***** Passage to read

# What is the difference between actor-critic and advantage actor-critic?

I'm struggling to understand the difference between actor-critic and advantage actor-critic.

At least, I know they are different from asynchronous advantage actor-critic (A3C), as A3C adds an asynchronous mechanism that uses multiple worker agents interacting with their own copy of the environment and reports the gradient to the global agent.

But what is the difference between the actor-critic and advantage actor-critic (A2C)? Is it simply with or without advantage function? But, then, does the actor-critic have any other implementation except for the use of advantage function?

Or maybe are they synonyms and actor-critic is just a shorthand for A2C?

Actor-Critic is not just a single algorithm, it should be viewed as a "family" of related techniques. They're all techniques based on the policy gradient theorem, which train some form of critic that computes some form of value estimate to plug into the update rule as a lower-variance replacement for the returns at the end of an episode. They all perform "bootstrapping" by using some sort of prediction of value.

**********

## Work instruction 1
According to the text on actor-critic methods, what mechanism does asynchronous advantage actor-critic (A3C) add?
## Work instruction 2
Summarize the text on actor-critic methods in two sentences.

***** Excerpted data

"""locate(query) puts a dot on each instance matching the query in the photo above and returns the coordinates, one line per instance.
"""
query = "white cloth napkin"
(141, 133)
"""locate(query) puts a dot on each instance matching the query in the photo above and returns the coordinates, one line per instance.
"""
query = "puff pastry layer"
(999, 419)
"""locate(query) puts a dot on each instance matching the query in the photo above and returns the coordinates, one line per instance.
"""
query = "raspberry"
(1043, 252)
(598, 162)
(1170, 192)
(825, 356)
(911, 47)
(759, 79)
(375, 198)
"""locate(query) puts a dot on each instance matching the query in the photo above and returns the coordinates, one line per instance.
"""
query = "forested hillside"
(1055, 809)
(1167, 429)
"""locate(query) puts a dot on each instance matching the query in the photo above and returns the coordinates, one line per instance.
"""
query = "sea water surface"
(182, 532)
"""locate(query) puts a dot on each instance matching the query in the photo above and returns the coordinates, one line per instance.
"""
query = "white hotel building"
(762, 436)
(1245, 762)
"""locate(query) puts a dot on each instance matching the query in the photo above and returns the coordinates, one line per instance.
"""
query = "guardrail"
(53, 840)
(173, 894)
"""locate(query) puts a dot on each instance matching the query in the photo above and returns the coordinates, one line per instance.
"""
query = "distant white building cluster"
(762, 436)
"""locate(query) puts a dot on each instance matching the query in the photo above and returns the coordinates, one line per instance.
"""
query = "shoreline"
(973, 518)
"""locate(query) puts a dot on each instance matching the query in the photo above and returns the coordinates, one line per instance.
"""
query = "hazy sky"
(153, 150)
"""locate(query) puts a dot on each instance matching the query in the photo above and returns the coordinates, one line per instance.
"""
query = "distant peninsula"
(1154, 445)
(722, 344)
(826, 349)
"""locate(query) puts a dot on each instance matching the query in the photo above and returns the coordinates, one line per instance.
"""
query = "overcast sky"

**********

## Output 1
An asynchronous mechanism in which multiple worker agents interact with their own copies of the environment and report the gradient to the global agent.

## Output 2
The text opens with a question about how actor-critic differs from advantage actor-critic (A2C), including whether the difference is only the advantage function or whether the two terms are synonyms. The reply states that actor-critic is a family of techniques based on the policy gradient theorem, all of which train a critic whose value estimate replaces end-of-episode returns as a lower-variance term in the update rule and which perform bootstrapping through value predictions.